Exercise task
Every line from the one with "(5 points) Identify the wooden" to the end of the data needs to be copied exactly, and no line before it.

Data items:
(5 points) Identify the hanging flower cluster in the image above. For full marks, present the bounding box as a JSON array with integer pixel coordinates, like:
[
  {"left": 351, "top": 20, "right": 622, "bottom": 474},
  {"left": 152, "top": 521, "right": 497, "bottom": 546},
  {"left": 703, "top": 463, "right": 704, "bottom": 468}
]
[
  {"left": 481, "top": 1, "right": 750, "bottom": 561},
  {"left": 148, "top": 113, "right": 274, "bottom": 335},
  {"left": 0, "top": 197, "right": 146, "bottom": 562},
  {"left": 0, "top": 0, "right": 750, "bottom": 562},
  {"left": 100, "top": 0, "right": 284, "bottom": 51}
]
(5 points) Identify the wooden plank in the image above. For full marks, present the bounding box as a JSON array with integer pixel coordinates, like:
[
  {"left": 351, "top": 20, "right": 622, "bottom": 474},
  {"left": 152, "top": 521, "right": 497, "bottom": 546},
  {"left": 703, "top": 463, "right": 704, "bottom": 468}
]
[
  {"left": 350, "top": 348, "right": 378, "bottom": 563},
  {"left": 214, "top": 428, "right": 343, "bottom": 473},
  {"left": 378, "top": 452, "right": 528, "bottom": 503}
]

Output
(5 points) Identify the wooden plank in the image above. For full marks, present the bounding box as a JSON array with integer pixel coordinates, like:
[
  {"left": 351, "top": 20, "right": 622, "bottom": 474},
  {"left": 152, "top": 521, "right": 497, "bottom": 546},
  {"left": 703, "top": 463, "right": 704, "bottom": 468}
]
[
  {"left": 350, "top": 348, "right": 378, "bottom": 563},
  {"left": 214, "top": 428, "right": 343, "bottom": 473},
  {"left": 378, "top": 452, "right": 528, "bottom": 503}
]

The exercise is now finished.